-- start Provided material --

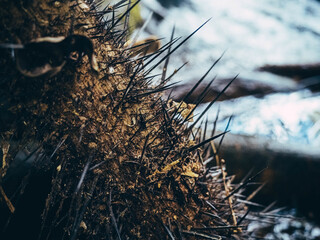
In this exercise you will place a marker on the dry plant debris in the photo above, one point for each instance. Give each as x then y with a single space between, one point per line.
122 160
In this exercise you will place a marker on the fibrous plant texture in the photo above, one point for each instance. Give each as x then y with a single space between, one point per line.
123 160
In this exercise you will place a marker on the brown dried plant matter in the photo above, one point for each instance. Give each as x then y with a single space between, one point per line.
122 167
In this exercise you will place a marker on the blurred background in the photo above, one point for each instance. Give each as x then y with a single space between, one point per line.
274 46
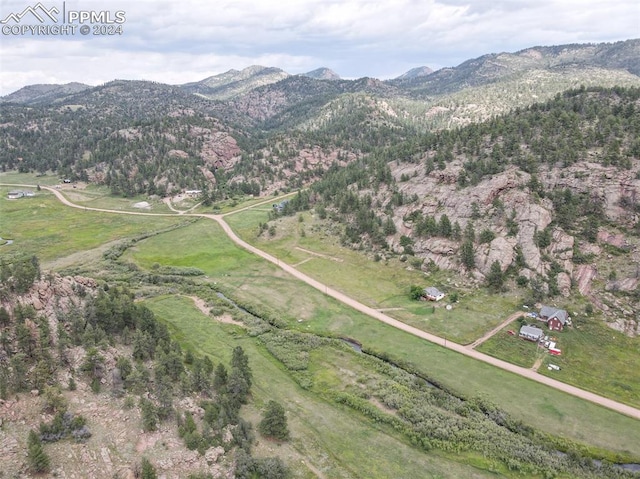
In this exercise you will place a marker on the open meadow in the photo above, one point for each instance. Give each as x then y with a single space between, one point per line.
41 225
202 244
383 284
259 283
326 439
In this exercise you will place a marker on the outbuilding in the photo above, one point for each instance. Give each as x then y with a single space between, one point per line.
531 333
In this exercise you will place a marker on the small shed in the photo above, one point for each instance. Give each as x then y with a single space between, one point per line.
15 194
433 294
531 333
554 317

-- end Provided material --

> **Goal of the exercise**
Retype verbatim only the lines beginning with the line that contains "In this exercise you will place a marker on the fibrous" and ending with the last line of the listing above; pictures are to be excluded.

> **Task answer**
In this exercise you will place a marker on the fibrous plant texture in the photo above, one point for each instance. Give each as x then y with a single space between, one point per line.
123 160
In this exercise you will place a marker on the brown dried plant matter in the photo above, one point for each instance. Give each as x then y with a single space between, one point per line.
122 167
In this exercise you will place a marker on the blurred background in the photo above, one point for each instance. Give each as x then y with a single space between, one point per line.
274 46
In this exercise you will place a marker on the open meadow in the photo above, one point for each instance. Give each as x then y with a single space between, one point per line.
41 225
202 244
383 284
259 283
326 439
In this exercise you will place a marker on the outbuilding in the photo above, one point for each instance. Give each as x then y with a single space between, one point per line.
531 333
In this exercise you will place a marker on the small shed in the photo above, one point for each instance. Give each as x then y with a single space between, one point per line.
15 194
433 294
531 333
554 317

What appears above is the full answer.